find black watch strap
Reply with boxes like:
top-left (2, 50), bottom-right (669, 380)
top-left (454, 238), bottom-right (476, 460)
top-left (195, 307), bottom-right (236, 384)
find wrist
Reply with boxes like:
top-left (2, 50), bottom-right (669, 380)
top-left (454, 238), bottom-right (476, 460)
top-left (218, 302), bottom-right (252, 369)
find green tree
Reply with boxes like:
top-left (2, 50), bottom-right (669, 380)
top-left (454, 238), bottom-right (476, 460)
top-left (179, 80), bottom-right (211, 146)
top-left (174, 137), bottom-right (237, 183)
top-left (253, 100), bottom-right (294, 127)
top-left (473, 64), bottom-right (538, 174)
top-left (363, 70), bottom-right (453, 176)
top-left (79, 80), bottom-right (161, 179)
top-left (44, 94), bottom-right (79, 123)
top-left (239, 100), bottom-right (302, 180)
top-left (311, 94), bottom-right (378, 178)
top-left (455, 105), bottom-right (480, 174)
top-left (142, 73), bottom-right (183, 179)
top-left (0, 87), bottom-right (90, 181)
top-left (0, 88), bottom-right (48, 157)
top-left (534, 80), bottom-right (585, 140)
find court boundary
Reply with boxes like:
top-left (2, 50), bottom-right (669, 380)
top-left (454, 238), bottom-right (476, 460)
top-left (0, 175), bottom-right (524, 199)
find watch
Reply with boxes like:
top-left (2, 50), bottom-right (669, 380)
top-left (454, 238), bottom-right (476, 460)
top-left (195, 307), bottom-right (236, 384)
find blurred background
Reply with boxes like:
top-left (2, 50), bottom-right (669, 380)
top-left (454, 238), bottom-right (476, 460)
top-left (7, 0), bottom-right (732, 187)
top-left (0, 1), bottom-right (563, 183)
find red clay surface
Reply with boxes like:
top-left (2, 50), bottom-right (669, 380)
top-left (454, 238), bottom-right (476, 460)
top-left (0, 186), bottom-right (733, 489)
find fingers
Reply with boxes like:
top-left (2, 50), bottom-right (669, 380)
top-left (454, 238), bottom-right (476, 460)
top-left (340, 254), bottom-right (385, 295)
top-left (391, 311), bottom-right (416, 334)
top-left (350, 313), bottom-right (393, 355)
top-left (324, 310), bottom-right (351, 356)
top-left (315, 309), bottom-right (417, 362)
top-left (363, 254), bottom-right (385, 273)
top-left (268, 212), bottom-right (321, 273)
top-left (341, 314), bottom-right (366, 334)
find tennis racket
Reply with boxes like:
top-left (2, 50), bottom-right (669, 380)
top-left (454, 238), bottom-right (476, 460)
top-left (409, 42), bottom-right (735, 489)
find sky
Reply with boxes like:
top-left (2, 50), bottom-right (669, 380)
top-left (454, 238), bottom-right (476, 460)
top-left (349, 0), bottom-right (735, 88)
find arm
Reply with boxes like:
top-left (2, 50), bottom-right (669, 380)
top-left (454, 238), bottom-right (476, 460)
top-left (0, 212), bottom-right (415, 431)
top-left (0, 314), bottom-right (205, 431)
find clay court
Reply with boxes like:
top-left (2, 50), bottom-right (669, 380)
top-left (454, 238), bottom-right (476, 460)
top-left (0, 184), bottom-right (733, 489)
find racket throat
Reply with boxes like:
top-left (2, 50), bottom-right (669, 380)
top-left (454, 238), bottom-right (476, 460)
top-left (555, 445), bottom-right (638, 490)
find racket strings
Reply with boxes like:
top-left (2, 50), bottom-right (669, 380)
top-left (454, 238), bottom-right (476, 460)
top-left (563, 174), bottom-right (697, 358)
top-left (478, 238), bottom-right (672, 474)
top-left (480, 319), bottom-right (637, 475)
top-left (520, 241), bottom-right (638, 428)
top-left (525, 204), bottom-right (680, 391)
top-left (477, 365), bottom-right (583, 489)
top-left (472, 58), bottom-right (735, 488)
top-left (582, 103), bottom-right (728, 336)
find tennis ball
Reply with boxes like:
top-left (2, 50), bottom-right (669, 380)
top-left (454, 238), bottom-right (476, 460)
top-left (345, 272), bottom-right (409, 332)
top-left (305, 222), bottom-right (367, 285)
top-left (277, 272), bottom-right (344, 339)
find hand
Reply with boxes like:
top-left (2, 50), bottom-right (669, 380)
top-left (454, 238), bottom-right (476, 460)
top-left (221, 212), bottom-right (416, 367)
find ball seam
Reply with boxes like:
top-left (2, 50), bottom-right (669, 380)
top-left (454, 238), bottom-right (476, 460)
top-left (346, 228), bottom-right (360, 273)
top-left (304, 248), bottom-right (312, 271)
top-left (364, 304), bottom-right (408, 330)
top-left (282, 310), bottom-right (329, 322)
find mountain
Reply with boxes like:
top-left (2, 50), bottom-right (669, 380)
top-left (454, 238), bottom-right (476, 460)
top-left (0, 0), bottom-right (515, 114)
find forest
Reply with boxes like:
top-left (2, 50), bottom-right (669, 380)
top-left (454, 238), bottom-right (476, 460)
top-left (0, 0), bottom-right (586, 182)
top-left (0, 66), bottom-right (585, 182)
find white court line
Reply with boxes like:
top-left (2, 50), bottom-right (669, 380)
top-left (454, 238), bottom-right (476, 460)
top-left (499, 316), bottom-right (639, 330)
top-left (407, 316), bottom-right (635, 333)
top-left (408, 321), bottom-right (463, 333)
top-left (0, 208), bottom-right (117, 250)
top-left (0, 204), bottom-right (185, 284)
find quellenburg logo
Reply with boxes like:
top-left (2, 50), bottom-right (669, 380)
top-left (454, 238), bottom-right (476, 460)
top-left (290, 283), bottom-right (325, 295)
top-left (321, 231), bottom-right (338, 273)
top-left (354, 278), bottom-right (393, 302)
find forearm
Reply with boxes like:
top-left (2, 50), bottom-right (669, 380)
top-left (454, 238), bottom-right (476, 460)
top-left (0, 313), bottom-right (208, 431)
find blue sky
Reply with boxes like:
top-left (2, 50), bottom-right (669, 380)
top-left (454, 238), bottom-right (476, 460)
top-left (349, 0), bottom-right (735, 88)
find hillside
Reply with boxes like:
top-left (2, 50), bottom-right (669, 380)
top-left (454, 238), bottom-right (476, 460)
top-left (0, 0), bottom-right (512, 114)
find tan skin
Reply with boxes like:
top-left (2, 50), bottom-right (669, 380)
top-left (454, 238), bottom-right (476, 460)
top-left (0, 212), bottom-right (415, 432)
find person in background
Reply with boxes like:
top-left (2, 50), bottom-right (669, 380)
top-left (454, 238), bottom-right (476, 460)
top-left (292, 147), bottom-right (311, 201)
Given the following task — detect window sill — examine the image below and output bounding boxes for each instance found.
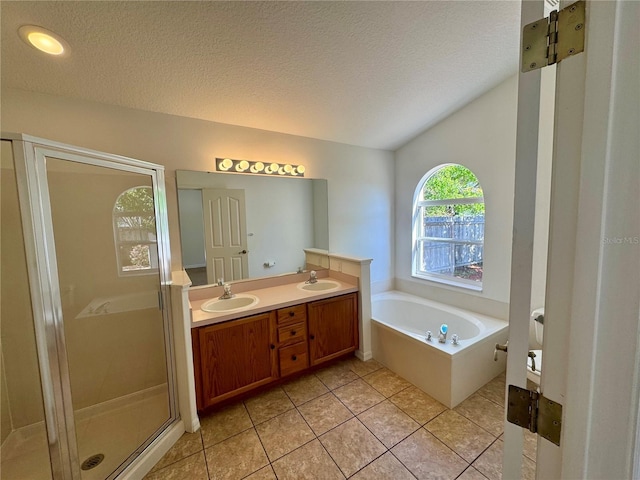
[411,273,483,292]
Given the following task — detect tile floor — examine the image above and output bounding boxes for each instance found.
[145,357,537,480]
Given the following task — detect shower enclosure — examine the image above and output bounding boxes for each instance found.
[0,134,177,479]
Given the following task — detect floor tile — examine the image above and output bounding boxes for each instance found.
[472,439,502,480]
[255,409,315,461]
[471,438,535,480]
[282,374,329,406]
[333,379,385,414]
[244,387,295,424]
[204,428,268,479]
[362,368,412,397]
[347,358,384,377]
[244,465,277,479]
[389,386,447,425]
[357,401,420,448]
[425,409,495,462]
[144,451,208,480]
[319,418,386,478]
[149,430,203,472]
[350,451,415,480]
[454,394,505,437]
[271,439,345,479]
[199,402,252,447]
[476,373,506,407]
[298,392,353,436]
[391,428,468,480]
[315,362,359,390]
[457,466,489,480]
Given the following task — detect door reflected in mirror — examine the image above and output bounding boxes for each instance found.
[176,170,329,286]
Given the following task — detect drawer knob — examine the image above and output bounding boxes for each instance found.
[270,344,275,350]
[291,330,296,336]
[310,334,315,340]
[289,311,295,317]
[292,355,297,361]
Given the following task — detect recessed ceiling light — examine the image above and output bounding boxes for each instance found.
[18,25,68,56]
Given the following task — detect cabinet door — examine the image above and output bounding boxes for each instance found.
[308,293,358,366]
[197,312,277,408]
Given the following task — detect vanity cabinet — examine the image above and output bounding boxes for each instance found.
[193,311,278,410]
[308,293,359,366]
[192,292,358,411]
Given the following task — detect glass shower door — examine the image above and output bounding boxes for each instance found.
[35,150,174,479]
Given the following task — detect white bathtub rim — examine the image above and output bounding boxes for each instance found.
[371,290,508,356]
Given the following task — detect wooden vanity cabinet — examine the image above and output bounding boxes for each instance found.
[192,292,358,410]
[193,311,278,410]
[308,293,358,366]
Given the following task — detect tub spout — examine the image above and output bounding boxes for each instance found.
[438,324,448,343]
[426,331,432,341]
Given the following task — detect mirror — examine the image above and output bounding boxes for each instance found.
[176,170,329,286]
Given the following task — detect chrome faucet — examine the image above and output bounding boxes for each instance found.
[217,278,224,286]
[219,283,234,300]
[438,324,448,343]
[91,301,110,314]
[528,351,537,372]
[306,270,318,284]
[426,331,432,341]
[451,334,460,346]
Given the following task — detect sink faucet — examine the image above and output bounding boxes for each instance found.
[219,283,234,300]
[306,270,318,284]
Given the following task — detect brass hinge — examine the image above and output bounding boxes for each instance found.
[507,385,563,446]
[521,0,585,72]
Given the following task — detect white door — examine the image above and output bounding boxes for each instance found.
[202,188,249,284]
[505,1,640,478]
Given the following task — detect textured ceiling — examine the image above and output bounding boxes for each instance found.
[1,1,521,150]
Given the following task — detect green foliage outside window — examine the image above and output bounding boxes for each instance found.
[422,165,484,216]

Work task:
In the records above, find each line that mentions the word "tennis", and copy it.

Answer box:
find tennis racket
find tennis ball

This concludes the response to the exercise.